### [TASK REQUIREMENTS]
1. From the essay on misused phrases, copy the part that opens with the words containing "Familiarity breeds contempt." and closes with "result in ennui.".
2. In one to three sentences, explain why the author of the essay on misused phrases suspects that "Familiarity breeds contempt" has newly become popular.
3. Answer these questions using the essay on misused phrases:
(a) Which scene was the author working on in high school when first encountering the phrase "begs the question"?
(b) According to the essay, in what sense was "breeds" originally meant in "Familiarity breeds contempt"?
(c) What does Pangloss say about opium in the example cited from Candide?
* BEGIN SOURCE EXTRACT *
Strangely Familiar

My favorite (if one can have a ‘favorite’ in a set of hated things) mis-used phrase, by virtue of its ubiquity and the frequency of its use and mis-use is: “blabbeddy blah blah blah, which begs the question….”

I became acquainted with the phrase when I was in high school, working on ‘The Question Game’ scene from Tom Stoppard’s Rozencrantz & Guildenstern Are Dead at the long-since defunct Children’s Theatre School, once half of the Children’s Theatre Company & School in Minneapolis. The game requires answering a question only with another question. A direct answer, statement or non sequitur forfeits the game. As does begging the question—assuming the conclusion in an argument, as famously in Voltaire’s Candide, when Pangloss opines that “Opium induces sleep because it has a soporific quality” (the standard example of “begging the question” and the one used in the Wikipedia article on the subject). But the phrase is now almost always used instead just as a way of setting-up a question: it’s almost certain now Clowney will be taken as the first pick in the draft, which begs the question: will Johnny Football go second?

That’s definitely the long-term favorite/most-hated phrase. But it recently lost the top spot to another, not so much abused as misunderstood phrase. One I’ve heard kicking around for years, but which I only just recently realized was being used in such a way that the loss of knowledge of its meaning in the wider public oddly serves the principle it represents (like René Girard’s scape-goating mechanism).

Familiarity breeds contempt. As with, which begs the question, the degree to which this phrase is misunderstood seems to correlate, interestingly, with its increased rate of adoption. In turn correlating to the level of confidence exhibited by speakers now invoking this phrase. I suspect its new-found popularity is due to its utility—it provides a less boring restatement of the truism that repeated exposure to a given stimulus will result in ennui.

But that’s not what it means—or at least what it meant. ‘Familiarity’ in this phrase means something very particular, not just acquaintance with in general but, Sir you are too familiar! As does ‘breeds,’ which does not mean ‘generate’ in a generic way, but in the 19th century sense of ‘breeding’ and ‘good breeding,’ referring to child-rearing. Not universally, but to the higher classes. And finally, ‘contempt’ means something specific too. Disdain, yes, but of a particular sort: the kind which leads to the unraveling of the social fabric, i.e., if you allow your social inferiors to address you by your Christian name, other infractions will follow, eventually resulting in the open challenge of the prevailing social order. Chaos will reign.
* END SOURCE EXTRACT *
* BEGIN ENTRIES SUPPLIED *
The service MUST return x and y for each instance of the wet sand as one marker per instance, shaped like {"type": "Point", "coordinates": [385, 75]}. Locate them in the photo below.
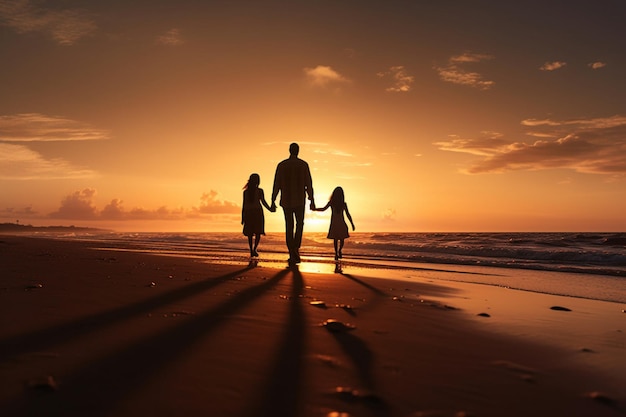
{"type": "Point", "coordinates": [87, 332]}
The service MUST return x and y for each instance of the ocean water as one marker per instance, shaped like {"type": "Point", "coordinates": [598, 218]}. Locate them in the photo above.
{"type": "Point", "coordinates": [586, 265]}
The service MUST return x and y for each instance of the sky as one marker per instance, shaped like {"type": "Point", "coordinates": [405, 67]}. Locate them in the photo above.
{"type": "Point", "coordinates": [434, 116]}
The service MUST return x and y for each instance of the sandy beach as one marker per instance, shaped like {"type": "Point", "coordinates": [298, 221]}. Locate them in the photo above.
{"type": "Point", "coordinates": [92, 332]}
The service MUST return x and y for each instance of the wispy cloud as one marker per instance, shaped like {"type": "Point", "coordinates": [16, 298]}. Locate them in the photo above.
{"type": "Point", "coordinates": [211, 203]}
{"type": "Point", "coordinates": [596, 65]}
{"type": "Point", "coordinates": [323, 75]}
{"type": "Point", "coordinates": [455, 71]}
{"type": "Point", "coordinates": [595, 145]}
{"type": "Point", "coordinates": [81, 205]}
{"type": "Point", "coordinates": [172, 37]}
{"type": "Point", "coordinates": [65, 26]}
{"type": "Point", "coordinates": [29, 127]}
{"type": "Point", "coordinates": [18, 162]}
{"type": "Point", "coordinates": [402, 81]}
{"type": "Point", "coordinates": [552, 66]}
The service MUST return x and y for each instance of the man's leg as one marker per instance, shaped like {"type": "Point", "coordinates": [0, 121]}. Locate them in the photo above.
{"type": "Point", "coordinates": [299, 214]}
{"type": "Point", "coordinates": [288, 212]}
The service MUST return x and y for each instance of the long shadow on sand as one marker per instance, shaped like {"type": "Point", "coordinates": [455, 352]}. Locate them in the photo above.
{"type": "Point", "coordinates": [99, 387]}
{"type": "Point", "coordinates": [282, 396]}
{"type": "Point", "coordinates": [62, 333]}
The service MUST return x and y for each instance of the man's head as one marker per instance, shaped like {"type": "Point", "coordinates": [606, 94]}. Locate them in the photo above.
{"type": "Point", "coordinates": [294, 149]}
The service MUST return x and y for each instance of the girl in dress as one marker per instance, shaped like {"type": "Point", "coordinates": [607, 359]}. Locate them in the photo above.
{"type": "Point", "coordinates": [252, 217]}
{"type": "Point", "coordinates": [338, 230]}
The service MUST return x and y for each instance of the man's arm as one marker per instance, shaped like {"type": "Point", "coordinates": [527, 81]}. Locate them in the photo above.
{"type": "Point", "coordinates": [276, 187]}
{"type": "Point", "coordinates": [309, 186]}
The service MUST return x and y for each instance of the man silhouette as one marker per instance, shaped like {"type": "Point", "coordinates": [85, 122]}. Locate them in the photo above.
{"type": "Point", "coordinates": [293, 181]}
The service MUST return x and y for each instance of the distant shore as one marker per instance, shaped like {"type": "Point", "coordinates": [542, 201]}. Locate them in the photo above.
{"type": "Point", "coordinates": [96, 332]}
{"type": "Point", "coordinates": [26, 228]}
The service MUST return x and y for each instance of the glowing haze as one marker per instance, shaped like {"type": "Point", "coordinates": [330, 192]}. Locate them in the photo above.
{"type": "Point", "coordinates": [432, 115]}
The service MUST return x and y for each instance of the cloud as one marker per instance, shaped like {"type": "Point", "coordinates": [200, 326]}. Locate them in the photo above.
{"type": "Point", "coordinates": [552, 66]}
{"type": "Point", "coordinates": [211, 204]}
{"type": "Point", "coordinates": [17, 162]}
{"type": "Point", "coordinates": [15, 212]}
{"type": "Point", "coordinates": [322, 76]}
{"type": "Point", "coordinates": [402, 81]}
{"type": "Point", "coordinates": [28, 127]}
{"type": "Point", "coordinates": [170, 38]}
{"type": "Point", "coordinates": [596, 145]}
{"type": "Point", "coordinates": [78, 205]}
{"type": "Point", "coordinates": [65, 26]}
{"type": "Point", "coordinates": [596, 65]}
{"type": "Point", "coordinates": [456, 73]}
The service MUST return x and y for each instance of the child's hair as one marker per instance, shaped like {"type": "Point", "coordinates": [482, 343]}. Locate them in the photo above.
{"type": "Point", "coordinates": [252, 185]}
{"type": "Point", "coordinates": [337, 198]}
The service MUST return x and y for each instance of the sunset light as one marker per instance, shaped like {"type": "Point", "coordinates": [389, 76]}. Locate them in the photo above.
{"type": "Point", "coordinates": [433, 116]}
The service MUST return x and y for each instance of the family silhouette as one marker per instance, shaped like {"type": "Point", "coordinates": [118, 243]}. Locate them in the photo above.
{"type": "Point", "coordinates": [293, 182]}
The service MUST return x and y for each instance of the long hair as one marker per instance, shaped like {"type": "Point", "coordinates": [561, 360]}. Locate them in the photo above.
{"type": "Point", "coordinates": [251, 186]}
{"type": "Point", "coordinates": [337, 198]}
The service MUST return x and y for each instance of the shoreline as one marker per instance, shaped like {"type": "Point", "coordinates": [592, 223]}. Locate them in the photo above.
{"type": "Point", "coordinates": [127, 333]}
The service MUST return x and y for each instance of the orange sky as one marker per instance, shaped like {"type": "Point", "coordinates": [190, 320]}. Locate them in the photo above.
{"type": "Point", "coordinates": [433, 116]}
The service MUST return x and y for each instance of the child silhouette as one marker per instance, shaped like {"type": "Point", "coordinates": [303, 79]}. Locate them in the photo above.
{"type": "Point", "coordinates": [338, 230]}
{"type": "Point", "coordinates": [252, 217]}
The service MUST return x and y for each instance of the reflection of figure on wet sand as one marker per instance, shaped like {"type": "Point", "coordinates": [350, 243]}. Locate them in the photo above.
{"type": "Point", "coordinates": [252, 217]}
{"type": "Point", "coordinates": [338, 230]}
{"type": "Point", "coordinates": [293, 181]}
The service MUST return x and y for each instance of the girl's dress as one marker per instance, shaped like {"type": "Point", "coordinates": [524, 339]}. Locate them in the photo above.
{"type": "Point", "coordinates": [253, 217]}
{"type": "Point", "coordinates": [338, 227]}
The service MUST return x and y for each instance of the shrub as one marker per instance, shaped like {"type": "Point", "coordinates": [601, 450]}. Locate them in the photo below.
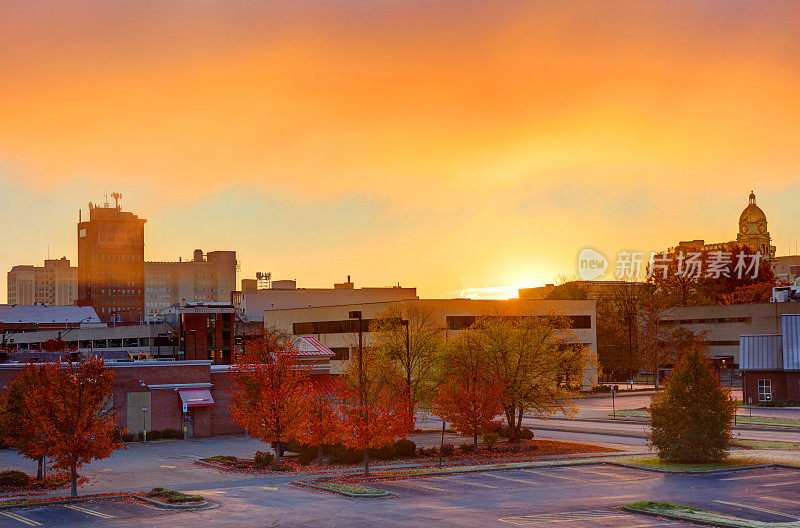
{"type": "Point", "coordinates": [384, 453]}
{"type": "Point", "coordinates": [16, 479]}
{"type": "Point", "coordinates": [405, 447]}
{"type": "Point", "coordinates": [263, 459]}
{"type": "Point", "coordinates": [172, 496]}
{"type": "Point", "coordinates": [172, 434]}
{"type": "Point", "coordinates": [691, 418]}
{"type": "Point", "coordinates": [423, 452]}
{"type": "Point", "coordinates": [490, 439]}
{"type": "Point", "coordinates": [344, 455]}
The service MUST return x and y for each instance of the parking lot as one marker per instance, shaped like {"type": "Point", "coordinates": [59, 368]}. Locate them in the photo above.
{"type": "Point", "coordinates": [99, 513]}
{"type": "Point", "coordinates": [542, 497]}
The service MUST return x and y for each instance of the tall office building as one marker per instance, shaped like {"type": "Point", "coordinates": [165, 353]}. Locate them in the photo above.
{"type": "Point", "coordinates": [55, 283]}
{"type": "Point", "coordinates": [209, 277]}
{"type": "Point", "coordinates": [111, 263]}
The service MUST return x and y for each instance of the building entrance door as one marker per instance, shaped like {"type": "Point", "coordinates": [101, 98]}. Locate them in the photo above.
{"type": "Point", "coordinates": [188, 424]}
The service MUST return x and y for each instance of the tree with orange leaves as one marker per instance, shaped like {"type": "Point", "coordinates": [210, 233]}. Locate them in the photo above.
{"type": "Point", "coordinates": [71, 414]}
{"type": "Point", "coordinates": [271, 393]}
{"type": "Point", "coordinates": [467, 397]}
{"type": "Point", "coordinates": [321, 425]}
{"type": "Point", "coordinates": [372, 408]}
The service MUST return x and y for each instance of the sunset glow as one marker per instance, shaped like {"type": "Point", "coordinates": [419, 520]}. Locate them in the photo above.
{"type": "Point", "coordinates": [465, 148]}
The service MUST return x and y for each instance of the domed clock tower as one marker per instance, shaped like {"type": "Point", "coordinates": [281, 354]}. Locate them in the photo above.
{"type": "Point", "coordinates": [753, 229]}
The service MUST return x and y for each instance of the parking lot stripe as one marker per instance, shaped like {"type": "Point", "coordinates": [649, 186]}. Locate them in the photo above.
{"type": "Point", "coordinates": [552, 475]}
{"type": "Point", "coordinates": [757, 476]}
{"type": "Point", "coordinates": [88, 511]}
{"type": "Point", "coordinates": [765, 510]}
{"type": "Point", "coordinates": [513, 479]}
{"type": "Point", "coordinates": [605, 474]}
{"type": "Point", "coordinates": [793, 483]}
{"type": "Point", "coordinates": [467, 482]}
{"type": "Point", "coordinates": [419, 485]}
{"type": "Point", "coordinates": [781, 500]}
{"type": "Point", "coordinates": [20, 518]}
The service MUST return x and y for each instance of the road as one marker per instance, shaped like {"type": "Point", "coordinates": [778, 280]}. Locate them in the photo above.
{"type": "Point", "coordinates": [568, 497]}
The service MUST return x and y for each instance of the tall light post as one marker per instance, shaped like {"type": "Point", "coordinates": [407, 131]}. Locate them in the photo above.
{"type": "Point", "coordinates": [356, 314]}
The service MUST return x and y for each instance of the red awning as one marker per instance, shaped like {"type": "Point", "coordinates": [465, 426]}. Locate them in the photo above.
{"type": "Point", "coordinates": [196, 397]}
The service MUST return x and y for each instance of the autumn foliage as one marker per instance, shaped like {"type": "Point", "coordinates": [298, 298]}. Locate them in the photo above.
{"type": "Point", "coordinates": [372, 408]}
{"type": "Point", "coordinates": [271, 392]}
{"type": "Point", "coordinates": [467, 397]}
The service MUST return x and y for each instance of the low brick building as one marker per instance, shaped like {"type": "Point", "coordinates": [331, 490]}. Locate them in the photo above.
{"type": "Point", "coordinates": [186, 395]}
{"type": "Point", "coordinates": [770, 363]}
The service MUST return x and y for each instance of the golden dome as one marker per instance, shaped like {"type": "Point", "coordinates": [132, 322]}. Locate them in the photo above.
{"type": "Point", "coordinates": [752, 214]}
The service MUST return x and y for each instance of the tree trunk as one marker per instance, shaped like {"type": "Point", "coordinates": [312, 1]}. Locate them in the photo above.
{"type": "Point", "coordinates": [73, 481]}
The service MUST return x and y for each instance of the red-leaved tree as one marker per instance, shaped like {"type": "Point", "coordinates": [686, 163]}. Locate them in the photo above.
{"type": "Point", "coordinates": [372, 408]}
{"type": "Point", "coordinates": [466, 397]}
{"type": "Point", "coordinates": [321, 426]}
{"type": "Point", "coordinates": [271, 393]}
{"type": "Point", "coordinates": [72, 413]}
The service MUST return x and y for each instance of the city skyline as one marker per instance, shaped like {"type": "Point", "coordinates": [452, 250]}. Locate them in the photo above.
{"type": "Point", "coordinates": [372, 141]}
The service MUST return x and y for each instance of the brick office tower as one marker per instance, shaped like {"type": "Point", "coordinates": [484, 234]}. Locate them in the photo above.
{"type": "Point", "coordinates": [111, 263]}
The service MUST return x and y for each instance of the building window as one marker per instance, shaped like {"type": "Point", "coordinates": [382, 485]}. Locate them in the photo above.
{"type": "Point", "coordinates": [765, 390]}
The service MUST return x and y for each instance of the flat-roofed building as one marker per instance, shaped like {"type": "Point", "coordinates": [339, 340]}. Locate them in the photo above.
{"type": "Point", "coordinates": [332, 325]}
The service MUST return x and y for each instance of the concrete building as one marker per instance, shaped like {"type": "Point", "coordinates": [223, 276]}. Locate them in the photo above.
{"type": "Point", "coordinates": [56, 283]}
{"type": "Point", "coordinates": [111, 263]}
{"type": "Point", "coordinates": [284, 295]}
{"type": "Point", "coordinates": [191, 396]}
{"type": "Point", "coordinates": [332, 326]}
{"type": "Point", "coordinates": [209, 277]}
{"type": "Point", "coordinates": [770, 363]}
{"type": "Point", "coordinates": [724, 324]}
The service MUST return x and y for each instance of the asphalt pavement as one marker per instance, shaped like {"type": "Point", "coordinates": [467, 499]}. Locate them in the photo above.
{"type": "Point", "coordinates": [568, 497]}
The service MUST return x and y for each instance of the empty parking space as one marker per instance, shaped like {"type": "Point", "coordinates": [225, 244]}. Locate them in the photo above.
{"type": "Point", "coordinates": [586, 519]}
{"type": "Point", "coordinates": [79, 514]}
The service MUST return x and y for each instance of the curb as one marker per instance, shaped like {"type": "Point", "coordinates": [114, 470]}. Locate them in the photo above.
{"type": "Point", "coordinates": [306, 484]}
{"type": "Point", "coordinates": [205, 505]}
{"type": "Point", "coordinates": [680, 518]}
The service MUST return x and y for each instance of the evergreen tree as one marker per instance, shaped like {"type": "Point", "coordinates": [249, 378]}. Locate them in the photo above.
{"type": "Point", "coordinates": [691, 419]}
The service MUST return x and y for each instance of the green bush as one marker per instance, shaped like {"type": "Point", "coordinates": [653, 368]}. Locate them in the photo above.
{"type": "Point", "coordinates": [345, 455]}
{"type": "Point", "coordinates": [15, 479]}
{"type": "Point", "coordinates": [172, 434]}
{"type": "Point", "coordinates": [405, 447]}
{"type": "Point", "coordinates": [172, 496]}
{"type": "Point", "coordinates": [263, 459]}
{"type": "Point", "coordinates": [429, 452]}
{"type": "Point", "coordinates": [690, 420]}
{"type": "Point", "coordinates": [490, 439]}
* END ENTRIES SUPPLIED *
### [THE SOLUTIONS]
1.
Familiarity breeds contempt. As with, which begs the question, the degree to which this phrase is misunderstood seems to correlate, interestingly, with its increased rate of adoption. In turn correlating to the level of confidence exhibited by speakers now invoking this phrase. I suspect its new-found popularity is due to its utility—it provides a less boring restatement of the truism that repeated exposure to a given stimulus will result in ennui.

2. The author attributes its popularity to its utility. The phrase provides a less boring restatement of the truism that repeated exposure to a given stimulus will result in ennui.

3.
(a) 'The Question Game' scene from Tom Stoppard's Rozencrantz & Guildenstern Are Dead.
(b) In the 19th-century sense of 'breeding' and 'good breeding,' referring to child-rearing among the higher classes.
(c) "Opium induces sleep because it has a soporific quality."